*Photo-based referring expression data:*
_ _ _ _ _ _ _
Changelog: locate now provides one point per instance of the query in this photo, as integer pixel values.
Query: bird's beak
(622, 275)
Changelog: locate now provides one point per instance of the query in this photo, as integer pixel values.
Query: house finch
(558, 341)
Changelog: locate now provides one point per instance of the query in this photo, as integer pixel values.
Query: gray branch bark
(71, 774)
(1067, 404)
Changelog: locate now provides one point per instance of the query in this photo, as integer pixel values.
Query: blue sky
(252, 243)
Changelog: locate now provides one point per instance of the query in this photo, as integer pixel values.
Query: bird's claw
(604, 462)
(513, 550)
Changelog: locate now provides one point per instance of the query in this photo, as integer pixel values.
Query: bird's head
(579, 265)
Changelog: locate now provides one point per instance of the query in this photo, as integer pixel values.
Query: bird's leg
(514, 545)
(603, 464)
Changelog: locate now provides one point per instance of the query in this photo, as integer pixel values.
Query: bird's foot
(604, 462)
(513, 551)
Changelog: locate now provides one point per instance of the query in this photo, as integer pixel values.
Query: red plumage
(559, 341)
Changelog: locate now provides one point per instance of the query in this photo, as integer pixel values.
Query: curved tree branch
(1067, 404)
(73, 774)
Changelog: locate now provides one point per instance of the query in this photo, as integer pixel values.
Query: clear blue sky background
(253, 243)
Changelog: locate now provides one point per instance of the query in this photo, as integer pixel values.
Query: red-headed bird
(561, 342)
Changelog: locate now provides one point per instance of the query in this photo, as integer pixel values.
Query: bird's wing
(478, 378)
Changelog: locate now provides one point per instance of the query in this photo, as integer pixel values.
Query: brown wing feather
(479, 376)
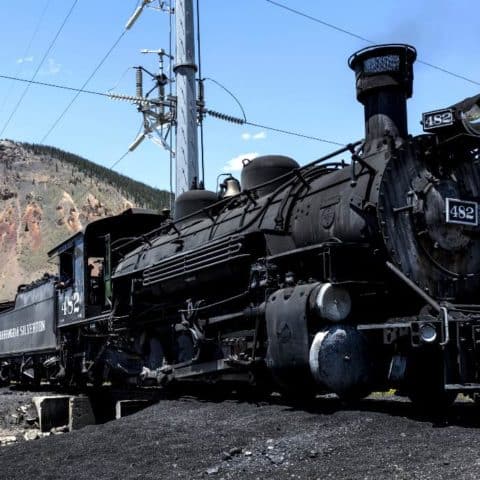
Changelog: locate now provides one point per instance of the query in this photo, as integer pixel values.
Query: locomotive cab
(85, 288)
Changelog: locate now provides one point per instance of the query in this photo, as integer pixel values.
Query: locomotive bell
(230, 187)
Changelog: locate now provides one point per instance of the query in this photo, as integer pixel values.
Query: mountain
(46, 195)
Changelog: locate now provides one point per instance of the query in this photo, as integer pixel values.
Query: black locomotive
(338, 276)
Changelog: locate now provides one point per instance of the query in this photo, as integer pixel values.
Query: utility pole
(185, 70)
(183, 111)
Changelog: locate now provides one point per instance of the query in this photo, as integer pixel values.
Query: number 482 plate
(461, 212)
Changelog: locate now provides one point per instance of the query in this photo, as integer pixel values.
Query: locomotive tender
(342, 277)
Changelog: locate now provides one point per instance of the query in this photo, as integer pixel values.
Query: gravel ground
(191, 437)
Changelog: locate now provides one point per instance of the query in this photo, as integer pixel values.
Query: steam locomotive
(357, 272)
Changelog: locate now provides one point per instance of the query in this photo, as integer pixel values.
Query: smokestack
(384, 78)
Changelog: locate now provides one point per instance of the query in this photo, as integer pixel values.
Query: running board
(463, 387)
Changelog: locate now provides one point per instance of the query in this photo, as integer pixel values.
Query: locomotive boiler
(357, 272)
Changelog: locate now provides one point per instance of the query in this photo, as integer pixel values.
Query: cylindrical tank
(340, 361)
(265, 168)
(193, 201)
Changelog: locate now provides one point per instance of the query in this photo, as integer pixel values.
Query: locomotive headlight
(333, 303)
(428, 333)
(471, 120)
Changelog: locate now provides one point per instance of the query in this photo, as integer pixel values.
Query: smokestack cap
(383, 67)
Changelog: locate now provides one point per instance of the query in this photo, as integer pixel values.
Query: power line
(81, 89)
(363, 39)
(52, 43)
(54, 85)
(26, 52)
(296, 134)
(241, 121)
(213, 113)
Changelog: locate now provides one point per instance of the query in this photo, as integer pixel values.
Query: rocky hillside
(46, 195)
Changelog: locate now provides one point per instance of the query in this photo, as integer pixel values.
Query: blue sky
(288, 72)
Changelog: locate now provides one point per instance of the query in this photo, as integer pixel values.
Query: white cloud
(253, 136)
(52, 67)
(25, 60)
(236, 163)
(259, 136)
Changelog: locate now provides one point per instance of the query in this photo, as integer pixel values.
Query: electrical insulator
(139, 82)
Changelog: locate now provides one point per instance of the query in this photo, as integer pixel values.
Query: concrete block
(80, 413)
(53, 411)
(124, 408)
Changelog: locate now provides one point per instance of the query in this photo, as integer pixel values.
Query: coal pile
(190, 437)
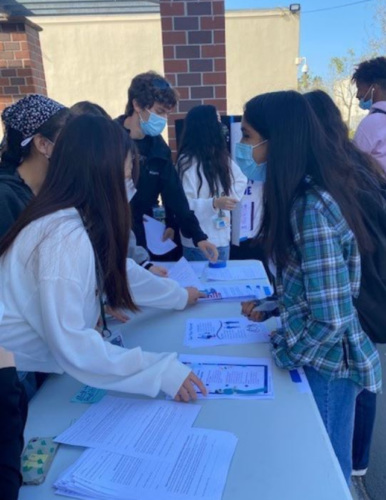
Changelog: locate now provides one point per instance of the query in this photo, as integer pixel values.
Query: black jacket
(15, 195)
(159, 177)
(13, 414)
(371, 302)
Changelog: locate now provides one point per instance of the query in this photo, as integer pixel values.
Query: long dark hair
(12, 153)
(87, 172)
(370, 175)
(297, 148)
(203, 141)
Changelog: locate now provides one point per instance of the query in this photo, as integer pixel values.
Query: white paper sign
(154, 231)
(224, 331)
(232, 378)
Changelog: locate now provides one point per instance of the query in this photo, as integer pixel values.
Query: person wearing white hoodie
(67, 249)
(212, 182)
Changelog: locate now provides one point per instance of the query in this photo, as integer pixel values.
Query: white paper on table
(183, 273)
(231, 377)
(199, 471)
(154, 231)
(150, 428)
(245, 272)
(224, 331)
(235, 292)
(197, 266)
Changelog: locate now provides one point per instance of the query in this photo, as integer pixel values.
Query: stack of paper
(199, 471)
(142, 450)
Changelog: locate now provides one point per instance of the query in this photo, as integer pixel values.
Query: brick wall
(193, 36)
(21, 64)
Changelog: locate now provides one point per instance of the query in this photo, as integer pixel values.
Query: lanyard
_ _ _ _ _ _ _
*Goal of the exercise:* In your copy, repeat each record exactly and include no pictures.

*Response:*
Changelog: locate now provides one point per instance of the query in this photo, as integer pixel values.
Query: bird's beak
(622, 275)
Changelog: locate now provides one point per instance of the query in this photo, as integer pixel values.
Query: house finch
(558, 341)
Changelog: locate now provides one point per instance of the query in this photo, as integer pixel values.
Query: gray branch bark
(71, 774)
(1067, 404)
Changelog: locate now provides one point per instance of the query in this photo, as integer pixel values.
Query: blue sky
(252, 243)
Changelog: locate now provides one point per instance of the query in this photo, as integer pixel values.
Query: bird's claw
(604, 462)
(513, 550)
Changelog: locate now provides one point per instance of the query in this photo, as integer pixel values.
Query: bird's head
(579, 265)
Changelog: locate now provides one point per instance of the query in this photo, as integer pixel values.
Query: bird's leg
(514, 545)
(603, 464)
Changelog: locate now provides one point per instance of the query in this photo, as integer pixel values.
Query: bird's foot
(604, 462)
(513, 551)
Changelog: locate now provides one point per instance of the query in this photo, as integer pixel values.
Query: red plumage
(559, 341)
Changelog: locate now provides one point per instance of the query in this photo, as integer pixel values.
Query: curved tree branch
(1067, 404)
(73, 774)
Changelog: locate now provides one point per instance of the query in this photo, as integer pixel values.
Query: clear blue sky background
(253, 243)
Changelog: locate now provides one point per instance of the query in this photo, as integer pixel values.
Query: red-headed bird
(561, 342)
Changelog: locate now provides one point per instance of the query in this photo, as integer pixel values.
Query: bird's wing
(478, 378)
Changelog: locate now provides one point per instance of the query in this photo, as integer pixel values.
Query: brown wing feather
(479, 376)
Changelog: locate now provides one point per instance of the query in this photo, as integer pixel values.
Query: locomotive cab
(85, 288)
Changelog: locate now provides one point per instance of the query in this photo, as integer pixel values.
Query: locomotive bell
(230, 187)
Changelog: locate now provides one point per instance of the query in this photo, as integer pixel values.
Query: mountain
(46, 195)
Changelog: locate now provides one point per instance of the query in this photo, as integer pixel values.
Query: black locomotive
(338, 276)
Changelog: locate now provides one point per instance of the query in this photo, as integer pixel values.
Query: utility pole
(185, 70)
(183, 111)
Changelog: locate now provides one point per instance of the query in this photo, as integer pixel values.
Query: number 482 plate
(461, 212)
Changelog: locate now provides one point per instance of the query in this photo, as integer pixel values.
Query: locomotive tender
(342, 277)
Changelog: locate now provides one point per instance of the query in this photo, as integer pixel values.
Query: gravel ground
(191, 437)
Changelog: locate now provides one point per instance of the query in this photo, as integer pixel values.
Query: steam locomotive
(357, 272)
Changelog: locate now provides one point per instance of the query in this photo, as integer pixel values.
Query: smokestack
(384, 78)
Changelog: locate now provides one point per instance of the query in this photo, as integer pixel values.
Query: running board
(463, 387)
Changelog: locate now provides one point per instance of the query in this photo, as integer pixel values.
Query: locomotive boiler
(357, 272)
Changelog: locate now provides one point per instance of the query in this photo, as integer pixel values.
Query: cylindrical tank
(340, 361)
(265, 168)
(193, 201)
Changelog: locate now provides one point per instance of the query in this photo, as integer pixel values.
Query: locomotive headlight
(333, 303)
(428, 333)
(471, 120)
Changelog: locate now provides one point per instance of the query in this photo, as integer pixel values.
Query: smokestack cap
(383, 67)
Changelog: locate now provides one point per instance of the query in this photo, as integer pixel values.
Query: power line
(81, 89)
(363, 39)
(52, 43)
(54, 85)
(26, 52)
(296, 134)
(241, 121)
(213, 113)
Changelog: locate now provides one point per instance of the query in this photo, as integer pixel values.
Query: rocky hillside
(46, 195)
Changelog: locate now provides one point per instance of the query in this photo, as integer pixel values.
Query: blue sky
(288, 72)
Changelog: locate now provides one point per instance of the query in this photo, as integer pixel values.
Query: white cloud
(253, 136)
(52, 67)
(25, 60)
(236, 163)
(259, 136)
Changelog: locate now provides one point per instance of the query in this photo, as integer pixel values.
Query: electrical insulator
(139, 82)
Changelog: locate now provides one point per instance of the query in this photo, as integer pixel values.
Query: concrete block
(80, 413)
(53, 411)
(124, 408)
Changelog: locate now provides one point per instance of the query in this photo, as integer pixel values.
Query: coal pile
(190, 437)
Changelog: locate now provides one point per instance of the query in this photo, as integer pixel values.
Query: black jacket
(15, 195)
(159, 177)
(13, 414)
(371, 302)
Changelog: locate now provides one point per instance of the query in this photo, as integer pixel values.
Query: long dark hair
(12, 153)
(87, 172)
(370, 175)
(297, 148)
(203, 141)
Changelog: locate now provides one point per instance of the query in this photo, as integer pixel values.
Query: white paper sign
(154, 231)
(224, 331)
(232, 378)
Changelog: locate now provides one point per instance of the query in this photo, as integer pixel values.
Query: person wearing white hoodie
(67, 249)
(212, 182)
Changelog: locate now provides one point per instance of the query in this photo, as integer pixel values.
Query: white paper on table
(183, 273)
(231, 377)
(199, 471)
(154, 231)
(150, 428)
(245, 272)
(224, 331)
(235, 292)
(197, 266)
Changelog: locate now provides one point per instance of the query in this photo, as integer pixel values.
Query: stack of paper
(199, 471)
(142, 450)
Changelog: locate now provides one point per instance of the query in this photo, as integer pixel values.
Query: brick wall
(193, 36)
(21, 64)
Changelog: locate now provides one point per instance of the query in this photo, as integer pixel values.
Query: lanyard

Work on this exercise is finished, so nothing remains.